◆ Excerpted passage ◆
** BEGIN **
There has been a lot written about the difference between Agile and Lean. Yes, Agile frameworks utilize Lean principles. But there are also Lean methodologies, such as six sigma. Kanban comes from lean, kanban board from agile. Elimination of waste or removal of bottlenecks in a workflow comes from lean but increased velocity is an agile concept. Continuous improvement is built into both. So what is the difference then?
My colleague told me recently that the distinction is simple: lean is about cost and agile is about time. Sounds nice but it is not that simple. Yes, there are timeboxed iterations in Scrum but cost reduction and effectiveness are as important as in lean. Yes, we want to eliminate waste in lean, but continuous improvement via retrospective is built into Scrum as well. So what is the difference (if it exists)?
I think that the difference is in the way of thinking, not the rules themselves. While Agile follows a lot of similar practices, Lean emphasizes personal responsibility of every person to exhibit the new way of thinking. The 2-second lean video became famous. What can be less appealing than a trash can? It turns out that a trash can motivated and energized thousands of people around the globe. At a small plant, employees come to work every morning and spend 15 minutes brainstorming and coming up with improvement ideas in any area of their choice. A redesigned trash can cover saves employees hundreds of hours monthly, and it was such a simple fix outside of the person's area of responsibility.
What does it mean to you? No matter what you do, employ lean thinking and ask yourself the questions: why are we doing what we are doing? what is the value? can we realize value elsewhere? how we can improve? where is the bottleneck(s)? how we can pivot and continuously improve?
I conducted Lean-Agile Training for internal participants recently. I showed them the "2-second lean" video, and as they moved through the presentation, I was looking at their faces. They all seemed to like the concept but were bored towards the end. When the short movie ended, I asked a question: "Who thought about your own improvement?" and the best answer I got was: "Since you did not instruct us to read past Chapter 5 and did not give us instruction to think of own ideas, we were sitting here doing nothing and waiting for others to finish." This is the scenario where lean thinking, which promotes ownership and initiativeness, does not apply.
** END **
◆ Stored rows ◆
** BEGIN **
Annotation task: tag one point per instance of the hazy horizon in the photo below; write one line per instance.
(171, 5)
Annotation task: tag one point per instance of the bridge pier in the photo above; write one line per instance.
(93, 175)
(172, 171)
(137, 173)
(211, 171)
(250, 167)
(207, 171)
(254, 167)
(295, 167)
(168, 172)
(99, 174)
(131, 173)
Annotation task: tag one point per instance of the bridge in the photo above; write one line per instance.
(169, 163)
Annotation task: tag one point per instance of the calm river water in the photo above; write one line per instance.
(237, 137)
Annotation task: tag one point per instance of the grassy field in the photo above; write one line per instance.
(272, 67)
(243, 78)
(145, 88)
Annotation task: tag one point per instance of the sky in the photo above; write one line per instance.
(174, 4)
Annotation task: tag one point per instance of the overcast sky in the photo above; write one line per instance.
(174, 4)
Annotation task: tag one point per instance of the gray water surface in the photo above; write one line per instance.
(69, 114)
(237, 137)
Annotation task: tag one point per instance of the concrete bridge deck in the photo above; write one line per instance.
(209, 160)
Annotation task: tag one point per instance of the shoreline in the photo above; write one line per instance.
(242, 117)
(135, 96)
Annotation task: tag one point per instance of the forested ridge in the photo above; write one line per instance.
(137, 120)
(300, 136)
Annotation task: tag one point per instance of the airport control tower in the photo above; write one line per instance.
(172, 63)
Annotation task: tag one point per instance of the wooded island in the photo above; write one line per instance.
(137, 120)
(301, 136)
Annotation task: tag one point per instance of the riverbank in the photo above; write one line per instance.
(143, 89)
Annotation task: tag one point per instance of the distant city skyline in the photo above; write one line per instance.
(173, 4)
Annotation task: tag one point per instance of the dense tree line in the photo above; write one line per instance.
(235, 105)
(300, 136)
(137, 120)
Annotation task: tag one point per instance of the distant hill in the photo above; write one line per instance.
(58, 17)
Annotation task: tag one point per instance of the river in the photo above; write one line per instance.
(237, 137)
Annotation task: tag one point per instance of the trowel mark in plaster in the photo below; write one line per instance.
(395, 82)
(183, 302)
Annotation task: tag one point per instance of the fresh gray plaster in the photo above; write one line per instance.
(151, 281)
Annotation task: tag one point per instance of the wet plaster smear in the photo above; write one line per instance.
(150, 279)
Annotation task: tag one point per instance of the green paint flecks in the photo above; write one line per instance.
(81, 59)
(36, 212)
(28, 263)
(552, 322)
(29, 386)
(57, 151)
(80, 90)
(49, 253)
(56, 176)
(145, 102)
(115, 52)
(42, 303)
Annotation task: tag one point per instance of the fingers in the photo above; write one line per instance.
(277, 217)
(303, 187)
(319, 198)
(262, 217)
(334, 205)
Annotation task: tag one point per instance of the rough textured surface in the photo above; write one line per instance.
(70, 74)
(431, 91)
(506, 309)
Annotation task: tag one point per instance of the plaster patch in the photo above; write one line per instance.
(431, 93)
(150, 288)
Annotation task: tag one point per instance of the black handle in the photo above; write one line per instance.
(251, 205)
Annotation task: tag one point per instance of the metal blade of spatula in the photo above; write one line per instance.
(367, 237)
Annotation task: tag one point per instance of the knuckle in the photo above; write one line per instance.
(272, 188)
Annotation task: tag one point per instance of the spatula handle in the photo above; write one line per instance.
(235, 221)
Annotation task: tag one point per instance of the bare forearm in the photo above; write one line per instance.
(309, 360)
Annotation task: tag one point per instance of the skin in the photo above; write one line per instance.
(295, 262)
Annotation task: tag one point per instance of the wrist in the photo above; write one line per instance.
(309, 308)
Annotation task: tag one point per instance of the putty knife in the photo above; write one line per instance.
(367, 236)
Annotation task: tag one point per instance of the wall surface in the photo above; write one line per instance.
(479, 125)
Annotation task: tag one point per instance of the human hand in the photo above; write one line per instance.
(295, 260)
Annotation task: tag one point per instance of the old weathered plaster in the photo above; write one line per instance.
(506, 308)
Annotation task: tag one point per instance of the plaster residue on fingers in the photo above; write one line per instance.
** END **
◆ Tasks to complete ◆
(A) In the piece on lean versus agile, how long do employees at the small plant spend brainstorming improvement ideas each morning?
(B) Could you revise the lean versus agile piece between "There has been" and "(if it exists)?", inclusive, replacing "colleague" with "coworker"?
(C) Could you carry on writing the lean versus agile piece from its final sentence?
The records play no part in what follows.

◆ Answers given ◆
(A) 15 minutes.

(B)
There has been a lot written about the difference between Agile and Lean. Yes, Agile frameworks utilize Lean principles. But there are also Lean methodologies, such as six sigma. Kanban comes from lean, kanban board from agile. Elimination of waste or removal of bottlenecks in a workflow comes from lean but increased velocity is an agile concept. Continuous improvement is built into both. So what is the difference then?
My coworker told me recently that the distinction is simple: lean is about cost and agile is about time. Sounds nice but it is not that simple. Yes, there are timeboxed iterations in Scrum but cost reduction and effectiveness are as important as in lean. Yes, we want to eliminate waste in lean, but continuous improvement via retrospective is built into Scrum as well. So what is the difference (if it exists)?

(C)
Another interesting example: next, I asked a 15-people training team to come up with lean improvements after watching this video. Since there was a garbage bin improvement in the video, everyone came up with facilities-related improvement ideas (bathrooms, light bulbs, elevator buttons) but the interesting part was that this was a software development team. While clearly seeing inefficiencies in the facilities area, they did not prioritize any items in their immediate sphere of ownership. While they could clearly see inefficiencies in other areas, they were not able to see them in their own domain or prioritize them high enough to resolve. When I raised this topic and the team suggested several inefficiencies to resolve in IT area (e.g. PPM form has too many fields, deployment process is necessarily complex), they did not assume ownership over those and rather, suggested that an Agile Coach (!) takes this ownership. Lean thinking is not easy, neither gets acquired fast.
What does it mean to you? If you want to succeed in a modern fast paced world, become a lean thinker. See inefficiencies, identify them, quantify, suggest solutions, and own implementation. These are qualities of a true leader. Neither identifying issues nor owning resolution is easy, but it will give you visibility and the respect you deserve. As I mentioned in a previous post, every constraint is your best opportunity.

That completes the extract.